▶ **Collected data**:
-------------------------

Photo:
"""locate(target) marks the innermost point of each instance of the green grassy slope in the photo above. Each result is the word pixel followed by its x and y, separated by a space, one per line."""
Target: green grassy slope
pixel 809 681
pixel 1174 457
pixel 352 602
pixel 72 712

-------------------------

Repeat every line of the material exactly as given.

Photo:
"""locate(target) marks the innermost point of each instance of the green grassy slope in the photo above. Each result is the word pixel followed by its x and y, separated by a space, one per line."""
Target: green grassy slope
pixel 809 681
pixel 1174 457
pixel 352 602
pixel 72 712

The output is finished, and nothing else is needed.